_Exercise instructions_.
A) Summarize the article on rangeland governance in Bhutan in two sentences.
B) Using the article on rangeland governance in Bhutan, answer these questions, one per line:
(i) Which livestock species is named as using grassland resources in the Himalayan rangelands?
(ii) On what two things does rangeland sustainability depend?
(iii) Which law's amendments does the article elaborate on?
C) Reproduce the passage of the article on rangeland governance in Bhutan word for word, starting at "Rangeland sustainability, however, depends" and ending at "enforced (Herrera et al. 2014).".

_Page text_.
● ● ●
Governance of rangeland in Bhutan: Institutions and policy initiatives
Pastoralism volume 13, Article number: 20 (2023)
High-altitude rangelands support the economies of mountain communities in the Himalayas. This article highlights institutions and policy initiatives for good governance of rangelands in Bhutan and draws lessons from previous efforts to mainstream rangeland development. Both formal and informal institutions support the rangeland governance in Bhutan. The article elaborates on critical rangeland-related amendments to the Bhutanese Land Act. Rangeland stewardship and access rights are outlined, along with alternative governance approaches that rely on pastoralists’ traditions and indigenous knowledge. It highlights concerns and disputes about using and managing rangelands and explains traditional institutions and practices of conflict resolution. The article’s final section discusses the challenges of rangeland governance and the aspirations of herding communities under the new Land Act. Rangeland owners have reconciled with the amendments to the Act. They are willing to work with the government to implement the Act’s provisions and bring the desired reforms in rangeland governance.
Rangelands are understood as regions of the world’s terrain unsuited for cultivation due to physical limitations, low and erratic precipitation, rough topography, poor drainage, or extreme temperatures, but are a source of forage for free-ranging animals as well as a source of wood products, water, and wildlife (Stoddart et al. 1975). For centuries, pastoralists adopted strategies to carve a livelihood by transforming the extensive marginal rangelands into economically productive areas (Mishra et al. 2010). The household economies are sustained even today through the efficient utilization of grassland resources by high-altitude livestock species, from camelids in the Andes to yak (Bos grunniens) in the Himalayan rangelands (Wangchuk and Wangdi 2015).
Rangeland sustainability, however, depends on herding practices and access to resources, for which communal management has always been vital. Rangeland communities have negotiated over centuries in utilizing common resources and given rise to social norms, rules, and regulations on using rangeland resources. Hence, the governance of rangelands is critical for the pastoralists’ future and the benefits they provide in climate change mitigation, biodiversity conservation, and protection of watersheds (Herrera et al. 2014). Although there are different interpretations according to the needs of institutions and individuals, governance from the rangeland context essentially refers to the rules, institutions, and processes that determine the use of rangeland resources and how laws and regulations are developed and enforced (Herrera et al. 2014).
● ● ●
(Named-object pointing data)
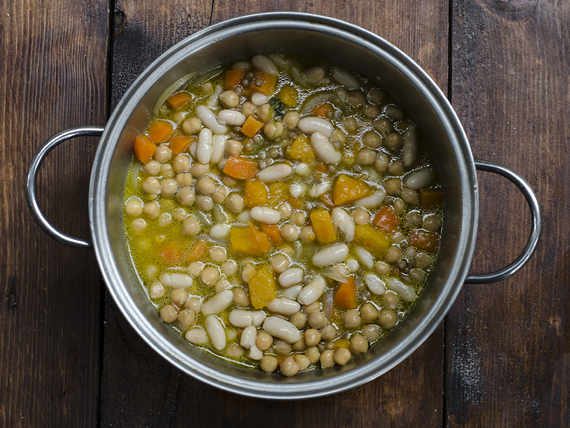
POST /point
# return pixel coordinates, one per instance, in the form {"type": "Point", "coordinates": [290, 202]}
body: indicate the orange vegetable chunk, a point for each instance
{"type": "Point", "coordinates": [348, 189]}
{"type": "Point", "coordinates": [181, 143]}
{"type": "Point", "coordinates": [323, 226]}
{"type": "Point", "coordinates": [387, 219]}
{"type": "Point", "coordinates": [144, 148]}
{"type": "Point", "coordinates": [424, 240]}
{"type": "Point", "coordinates": [179, 99]}
{"type": "Point", "coordinates": [160, 130]}
{"type": "Point", "coordinates": [263, 287]}
{"type": "Point", "coordinates": [345, 297]}
{"type": "Point", "coordinates": [240, 168]}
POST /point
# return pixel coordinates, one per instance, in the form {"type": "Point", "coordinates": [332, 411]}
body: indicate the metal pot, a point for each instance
{"type": "Point", "coordinates": [339, 42]}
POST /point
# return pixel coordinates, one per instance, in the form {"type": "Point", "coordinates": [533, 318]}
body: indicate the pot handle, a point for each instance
{"type": "Point", "coordinates": [31, 183]}
{"type": "Point", "coordinates": [532, 201]}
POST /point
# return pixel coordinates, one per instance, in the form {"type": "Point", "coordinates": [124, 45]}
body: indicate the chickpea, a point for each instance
{"type": "Point", "coordinates": [168, 314]}
{"type": "Point", "coordinates": [264, 340]}
{"type": "Point", "coordinates": [191, 126]}
{"type": "Point", "coordinates": [318, 320]}
{"type": "Point", "coordinates": [268, 364]}
{"type": "Point", "coordinates": [368, 312]}
{"type": "Point", "coordinates": [387, 318]}
{"type": "Point", "coordinates": [358, 344]}
{"type": "Point", "coordinates": [342, 356]}
{"type": "Point", "coordinates": [279, 263]}
{"type": "Point", "coordinates": [191, 226]}
{"type": "Point", "coordinates": [186, 196]}
{"type": "Point", "coordinates": [327, 359]}
{"type": "Point", "coordinates": [241, 298]}
{"type": "Point", "coordinates": [151, 185]}
{"type": "Point", "coordinates": [352, 318]}
{"type": "Point", "coordinates": [152, 167]}
{"type": "Point", "coordinates": [289, 367]}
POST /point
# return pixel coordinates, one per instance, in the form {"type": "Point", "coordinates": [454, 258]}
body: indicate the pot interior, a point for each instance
{"type": "Point", "coordinates": [352, 48]}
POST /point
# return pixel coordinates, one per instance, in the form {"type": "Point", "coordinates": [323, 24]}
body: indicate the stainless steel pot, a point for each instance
{"type": "Point", "coordinates": [310, 35]}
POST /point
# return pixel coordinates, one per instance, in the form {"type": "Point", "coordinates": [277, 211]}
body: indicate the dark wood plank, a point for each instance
{"type": "Point", "coordinates": [508, 350]}
{"type": "Point", "coordinates": [137, 385]}
{"type": "Point", "coordinates": [52, 77]}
● ● ●
_Solutions to the problems_.
A) The article examines the formal and informal institutions and policy initiatives behind rangeland governance in Bhutan, including rangeland-related amendments to the Bhutanese Land Act, stewardship and access rights, and traditional ways of resolving disputes. It finds that rangeland owners have reconciled with the amendments and are willing to work with the government to carry out the Act's provisions.

B)
(i) Yak (Bos grunniens)
(ii) Herding practices and access to resources
(iii) The Bhutanese Land Act

C)
Rangeland sustainability, however, depends on herding practices and access to resources, for which communal management has always been vital. Rangeland communities have negotiated over centuries in utilizing common resources and given rise to social norms, rules, and regulations on using rangeland resources. Hence, the governance of rangelands is critical for the pastoralists’ future and the benefits they provide in climate change mitigation, biodiversity conservation, and protection of watersheds (Herrera et al. 2014). Although there are different interpretations according to the needs of institutions and individuals, governance from the rangeland context essentially refers to the rules, institutions, and processes that determine the use of rangeland resources and how laws and regulations are developed and enforced (Herrera et al. 2014).